SUPPLIED MATERIAL: Begin

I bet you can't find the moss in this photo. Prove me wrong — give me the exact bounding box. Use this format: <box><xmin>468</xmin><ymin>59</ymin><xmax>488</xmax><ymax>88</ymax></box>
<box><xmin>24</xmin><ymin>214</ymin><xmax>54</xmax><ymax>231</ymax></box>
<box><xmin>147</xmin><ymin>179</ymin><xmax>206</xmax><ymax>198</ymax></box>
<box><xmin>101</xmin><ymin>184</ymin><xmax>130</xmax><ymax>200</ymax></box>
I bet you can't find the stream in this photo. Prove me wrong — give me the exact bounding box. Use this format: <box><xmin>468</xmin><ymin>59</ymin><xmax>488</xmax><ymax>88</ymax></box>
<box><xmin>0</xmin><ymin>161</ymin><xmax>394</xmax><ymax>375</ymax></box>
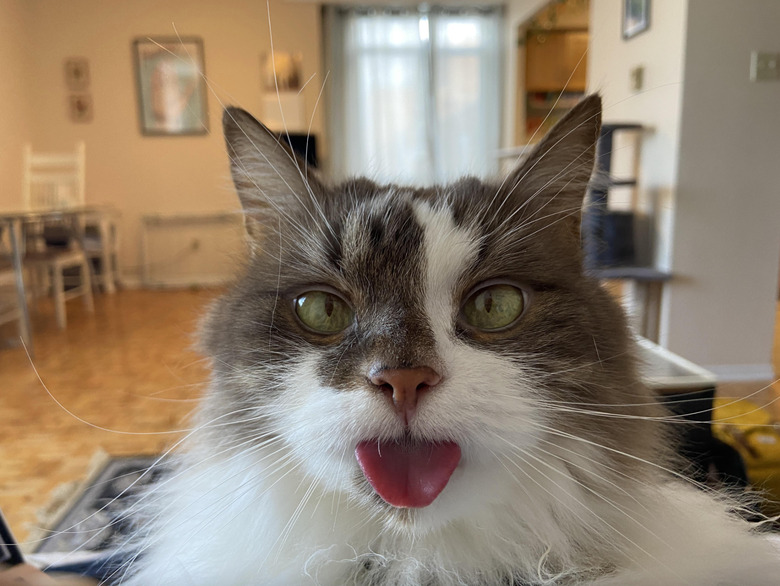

SUPPLIED MATERIAL: End

TASK BRIEF: Give all of the material again, exactly, apart from the pictures.

PROBLEM SOLUTION:
I bet you can't find the moss in this photo. Prove me wrong — give me the exact bounding box. Use this format: <box><xmin>468</xmin><ymin>59</ymin><xmax>488</xmax><ymax>88</ymax></box>
<box><xmin>24</xmin><ymin>214</ymin><xmax>54</xmax><ymax>231</ymax></box>
<box><xmin>147</xmin><ymin>179</ymin><xmax>206</xmax><ymax>198</ymax></box>
<box><xmin>101</xmin><ymin>184</ymin><xmax>130</xmax><ymax>200</ymax></box>
I bet you can't find the stream in this photo. Prove me wrong — give me the exact bounding box. Use this format: <box><xmin>468</xmin><ymin>59</ymin><xmax>488</xmax><ymax>88</ymax></box>
<box><xmin>0</xmin><ymin>161</ymin><xmax>394</xmax><ymax>375</ymax></box>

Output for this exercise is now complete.